Required action: Search term "shrub": copy each line of the data containing it.
%%
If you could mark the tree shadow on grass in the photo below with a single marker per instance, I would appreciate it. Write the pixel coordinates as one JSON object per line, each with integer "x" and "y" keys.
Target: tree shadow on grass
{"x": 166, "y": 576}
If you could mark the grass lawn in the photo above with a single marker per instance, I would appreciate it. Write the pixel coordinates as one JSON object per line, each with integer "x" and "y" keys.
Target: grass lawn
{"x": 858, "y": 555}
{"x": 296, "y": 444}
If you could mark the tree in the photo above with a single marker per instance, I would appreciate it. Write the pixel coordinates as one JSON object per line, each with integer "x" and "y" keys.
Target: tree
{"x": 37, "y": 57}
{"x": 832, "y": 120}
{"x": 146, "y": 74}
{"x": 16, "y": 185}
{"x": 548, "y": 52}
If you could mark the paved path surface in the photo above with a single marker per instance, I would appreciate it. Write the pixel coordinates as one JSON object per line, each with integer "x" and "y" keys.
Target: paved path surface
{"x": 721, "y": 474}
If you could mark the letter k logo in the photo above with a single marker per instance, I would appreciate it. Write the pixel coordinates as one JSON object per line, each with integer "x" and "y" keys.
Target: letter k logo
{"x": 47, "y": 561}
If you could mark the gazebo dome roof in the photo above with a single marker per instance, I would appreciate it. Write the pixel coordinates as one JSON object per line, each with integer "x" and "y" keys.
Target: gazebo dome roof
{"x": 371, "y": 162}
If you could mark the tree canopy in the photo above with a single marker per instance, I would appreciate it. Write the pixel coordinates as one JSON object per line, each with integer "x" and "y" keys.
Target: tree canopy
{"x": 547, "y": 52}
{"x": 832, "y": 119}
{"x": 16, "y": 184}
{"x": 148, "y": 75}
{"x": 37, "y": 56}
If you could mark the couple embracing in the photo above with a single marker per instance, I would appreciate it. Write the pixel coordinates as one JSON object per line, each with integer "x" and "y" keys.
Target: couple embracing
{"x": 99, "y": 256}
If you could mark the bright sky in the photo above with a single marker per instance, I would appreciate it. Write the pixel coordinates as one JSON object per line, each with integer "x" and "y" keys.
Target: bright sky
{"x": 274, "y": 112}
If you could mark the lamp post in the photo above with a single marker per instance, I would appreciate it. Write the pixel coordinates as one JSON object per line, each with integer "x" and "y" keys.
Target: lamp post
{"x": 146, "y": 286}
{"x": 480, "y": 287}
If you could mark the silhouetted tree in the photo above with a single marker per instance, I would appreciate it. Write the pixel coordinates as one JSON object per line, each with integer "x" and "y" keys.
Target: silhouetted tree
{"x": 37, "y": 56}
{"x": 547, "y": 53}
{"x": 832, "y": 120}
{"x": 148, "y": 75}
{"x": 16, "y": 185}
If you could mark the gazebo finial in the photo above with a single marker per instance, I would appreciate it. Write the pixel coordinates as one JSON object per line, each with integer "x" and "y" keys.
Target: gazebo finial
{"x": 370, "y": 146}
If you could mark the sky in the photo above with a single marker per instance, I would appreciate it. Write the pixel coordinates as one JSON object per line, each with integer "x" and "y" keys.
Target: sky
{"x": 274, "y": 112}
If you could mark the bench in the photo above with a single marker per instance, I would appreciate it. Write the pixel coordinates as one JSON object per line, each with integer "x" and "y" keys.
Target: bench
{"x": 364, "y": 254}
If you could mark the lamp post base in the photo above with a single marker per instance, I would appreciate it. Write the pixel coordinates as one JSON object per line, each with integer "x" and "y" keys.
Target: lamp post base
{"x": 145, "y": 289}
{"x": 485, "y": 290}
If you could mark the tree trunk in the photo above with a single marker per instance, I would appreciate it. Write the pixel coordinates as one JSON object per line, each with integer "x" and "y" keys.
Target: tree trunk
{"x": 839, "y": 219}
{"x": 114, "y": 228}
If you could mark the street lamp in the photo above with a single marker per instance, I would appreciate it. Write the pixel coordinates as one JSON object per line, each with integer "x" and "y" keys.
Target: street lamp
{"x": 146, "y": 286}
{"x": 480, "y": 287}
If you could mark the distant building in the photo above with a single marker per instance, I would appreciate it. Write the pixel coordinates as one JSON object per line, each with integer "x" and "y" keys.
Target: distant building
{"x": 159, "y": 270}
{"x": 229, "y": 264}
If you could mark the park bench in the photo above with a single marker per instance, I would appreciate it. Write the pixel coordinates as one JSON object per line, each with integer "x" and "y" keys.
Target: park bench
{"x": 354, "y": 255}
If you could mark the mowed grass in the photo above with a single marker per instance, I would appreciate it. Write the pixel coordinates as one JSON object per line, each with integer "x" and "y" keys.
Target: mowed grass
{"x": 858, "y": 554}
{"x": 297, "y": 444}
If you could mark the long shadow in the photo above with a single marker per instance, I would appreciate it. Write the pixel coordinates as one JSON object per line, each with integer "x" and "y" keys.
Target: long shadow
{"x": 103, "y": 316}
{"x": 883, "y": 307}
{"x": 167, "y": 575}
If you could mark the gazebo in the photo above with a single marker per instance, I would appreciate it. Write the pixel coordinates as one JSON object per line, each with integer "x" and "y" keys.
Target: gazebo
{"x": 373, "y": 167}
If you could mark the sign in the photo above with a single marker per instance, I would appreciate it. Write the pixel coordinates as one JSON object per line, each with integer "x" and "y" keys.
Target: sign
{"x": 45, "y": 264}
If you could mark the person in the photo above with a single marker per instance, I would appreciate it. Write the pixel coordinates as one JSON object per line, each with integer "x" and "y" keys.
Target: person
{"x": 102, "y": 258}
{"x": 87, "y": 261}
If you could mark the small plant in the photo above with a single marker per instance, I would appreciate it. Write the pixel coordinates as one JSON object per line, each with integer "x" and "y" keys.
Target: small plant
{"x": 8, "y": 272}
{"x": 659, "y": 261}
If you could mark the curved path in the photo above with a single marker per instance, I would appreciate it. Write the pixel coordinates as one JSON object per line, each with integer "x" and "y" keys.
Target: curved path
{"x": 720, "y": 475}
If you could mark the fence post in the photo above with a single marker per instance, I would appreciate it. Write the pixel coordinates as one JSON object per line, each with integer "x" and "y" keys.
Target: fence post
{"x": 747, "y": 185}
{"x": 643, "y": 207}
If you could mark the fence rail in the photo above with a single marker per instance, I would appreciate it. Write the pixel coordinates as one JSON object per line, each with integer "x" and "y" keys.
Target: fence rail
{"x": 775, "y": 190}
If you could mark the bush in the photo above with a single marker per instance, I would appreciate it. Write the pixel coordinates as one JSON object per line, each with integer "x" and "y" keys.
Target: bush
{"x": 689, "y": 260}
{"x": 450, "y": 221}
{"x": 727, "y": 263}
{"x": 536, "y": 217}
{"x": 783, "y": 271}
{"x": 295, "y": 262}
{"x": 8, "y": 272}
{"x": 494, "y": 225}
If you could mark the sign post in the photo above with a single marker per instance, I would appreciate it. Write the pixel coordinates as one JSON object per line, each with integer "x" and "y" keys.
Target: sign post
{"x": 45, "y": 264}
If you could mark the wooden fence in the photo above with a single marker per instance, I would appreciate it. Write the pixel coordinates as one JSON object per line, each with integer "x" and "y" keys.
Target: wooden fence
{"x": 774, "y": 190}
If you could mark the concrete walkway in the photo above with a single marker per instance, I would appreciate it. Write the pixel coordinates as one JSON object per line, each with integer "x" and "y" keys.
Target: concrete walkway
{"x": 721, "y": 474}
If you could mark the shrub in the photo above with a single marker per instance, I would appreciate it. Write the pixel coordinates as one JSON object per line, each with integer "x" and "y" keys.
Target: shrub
%%
Result of the task:
If you could mark the shrub in the photo above with a single marker per instance, I would appreciate it. Write the pixel coordinates as one JSON object per line, each with integer "x" and "y" keys.
Target: shrub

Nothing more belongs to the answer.